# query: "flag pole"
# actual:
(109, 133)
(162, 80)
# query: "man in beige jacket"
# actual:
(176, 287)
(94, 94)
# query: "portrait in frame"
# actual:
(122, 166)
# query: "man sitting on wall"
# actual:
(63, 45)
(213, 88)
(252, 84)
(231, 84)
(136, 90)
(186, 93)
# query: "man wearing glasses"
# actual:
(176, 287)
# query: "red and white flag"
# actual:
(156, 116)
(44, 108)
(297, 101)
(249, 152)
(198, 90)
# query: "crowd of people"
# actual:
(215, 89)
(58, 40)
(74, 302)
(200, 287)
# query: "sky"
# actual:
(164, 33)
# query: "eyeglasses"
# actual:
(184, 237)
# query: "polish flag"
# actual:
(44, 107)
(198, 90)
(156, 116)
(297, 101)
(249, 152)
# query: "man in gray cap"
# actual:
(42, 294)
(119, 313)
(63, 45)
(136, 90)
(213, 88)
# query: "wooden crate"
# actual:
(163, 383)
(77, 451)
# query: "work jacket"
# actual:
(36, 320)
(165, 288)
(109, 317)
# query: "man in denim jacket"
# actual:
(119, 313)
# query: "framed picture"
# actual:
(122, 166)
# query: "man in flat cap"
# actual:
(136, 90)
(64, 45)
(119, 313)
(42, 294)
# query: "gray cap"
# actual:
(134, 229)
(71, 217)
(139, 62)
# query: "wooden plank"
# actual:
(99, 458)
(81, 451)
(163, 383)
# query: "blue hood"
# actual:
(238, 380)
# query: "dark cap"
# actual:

• • • •

All of the entries must be quoted exactly; please include each one.

▶ _SOLUTION FOR THIS EXERCISE_
# query: "flag pole"
# actual:
(109, 133)
(162, 80)
# query: "man in beige jacket"
# actual:
(176, 287)
(94, 94)
# query: "portrait in frame"
# actual:
(122, 166)
# query: "man sitting on wall"
# actual:
(63, 45)
(213, 88)
(252, 84)
(231, 84)
(136, 90)
(186, 93)
# query: "man wearing glasses"
# actual:
(176, 287)
# query: "red and white flag"
# actual:
(156, 116)
(44, 108)
(297, 101)
(249, 152)
(198, 90)
# query: "crowd of people"
# actual:
(215, 89)
(58, 40)
(74, 302)
(200, 287)
# query: "sky"
# actual:
(164, 33)
# query: "eyeglasses"
# actual:
(184, 237)
# query: "polish flag"
# actual:
(44, 107)
(198, 90)
(156, 116)
(297, 101)
(249, 152)
# query: "man in gray cap"
# actual:
(42, 294)
(119, 313)
(63, 45)
(136, 90)
(213, 88)
# query: "wooden crate"
# actual:
(163, 383)
(77, 451)
# query: "work jacket"
# actual:
(36, 320)
(165, 288)
(109, 317)
# query: "man in denim jacket"
# actual:
(119, 313)
# query: "framed picture"
# actual:
(122, 166)
# query: "man in flat cap"
# actual:
(136, 90)
(64, 45)
(119, 313)
(42, 294)
# query: "gray cap"
# actual:
(134, 229)
(71, 217)
(139, 62)
# query: "wooden plank"
# actual:
(99, 458)
(81, 451)
(163, 383)
# query: "blue hood"
# actual:
(238, 380)
# query: "dark cap"
# actual:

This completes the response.